Rewrite everything from "There are no" down to "record of success." in the passage on grant project directors, swapping "record of success" for "track record".

**** DOCUMENT EXCERPT ****

No. Project Directors and grantees do not need to be Africa.  However… JRS aims to support the development of capacity for biodiversity data and information systems in Africa for conservation and sustainable development.  We believe that doing so requires that skills, responsibility, and authority must ultimately reside in Africa, for Africa, by Africans.  We will look carefully at project designs to see how African institutions and individuals play significant roles from the onset of the project.  Our experience is that projects fully-centered outside of Africa that promise transfer of know-how to African institutions in the final phases of the project, rarely establish sustainable efforts. We also look at the flow of funds.  We look to see – in any of our projects – that the flow of funds appears to reflect statements about partnerships and roles.  We also ensure that primary authority and responsibility lies with the grant recipient so that as the project meets challenges and opportunities, funds can be reallocated as needed for greatest impact.

There are no specific requirements. We look for evidence that the project leader has the necessary skills for project management and technical management. We also consider whether the individual has a position in the grantee institution that permits them the time and authority to conduct the project.  Many of our project directors hold Ph.D.s and we also have several projects where the Project Director completed their Ph.D. during the project.  We aim to be flexible and look at a person’s record of success.

**** DATA EXCERPTS ****

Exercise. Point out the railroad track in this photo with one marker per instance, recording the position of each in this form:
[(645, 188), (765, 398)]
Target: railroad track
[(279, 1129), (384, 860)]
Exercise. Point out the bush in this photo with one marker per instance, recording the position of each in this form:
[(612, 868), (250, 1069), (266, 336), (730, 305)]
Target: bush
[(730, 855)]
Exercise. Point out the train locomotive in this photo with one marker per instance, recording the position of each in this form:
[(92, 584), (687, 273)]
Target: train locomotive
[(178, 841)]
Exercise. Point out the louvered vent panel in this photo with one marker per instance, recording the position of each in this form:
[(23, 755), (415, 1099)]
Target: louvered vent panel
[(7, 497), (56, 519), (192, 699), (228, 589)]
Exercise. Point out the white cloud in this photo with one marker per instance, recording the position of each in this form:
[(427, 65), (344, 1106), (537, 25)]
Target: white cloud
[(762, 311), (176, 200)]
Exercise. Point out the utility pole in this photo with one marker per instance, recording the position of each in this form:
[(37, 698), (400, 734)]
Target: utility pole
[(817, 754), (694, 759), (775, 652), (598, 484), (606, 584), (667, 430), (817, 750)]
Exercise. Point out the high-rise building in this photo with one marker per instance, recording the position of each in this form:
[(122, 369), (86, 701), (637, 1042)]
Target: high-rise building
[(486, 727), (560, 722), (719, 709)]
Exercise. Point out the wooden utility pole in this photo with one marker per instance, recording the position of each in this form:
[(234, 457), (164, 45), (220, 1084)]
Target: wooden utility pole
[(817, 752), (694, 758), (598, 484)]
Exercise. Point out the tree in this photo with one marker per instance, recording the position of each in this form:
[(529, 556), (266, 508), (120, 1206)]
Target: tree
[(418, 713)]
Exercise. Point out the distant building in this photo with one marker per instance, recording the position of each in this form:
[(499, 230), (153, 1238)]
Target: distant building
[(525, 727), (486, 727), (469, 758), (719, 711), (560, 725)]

****

FINISHED ANSWER =>
There are no specific requirements. We look for evidence that the project leader has the necessary skills for project management and technical management. We also consider whether the individual has a position in the grantee institution that permits them the time and authority to conduct the project.  Many of our project directors hold Ph.D.s and we also have several projects where the Project Director completed their Ph.D. during the project.  We aim to be flexible and look at a person’s track record.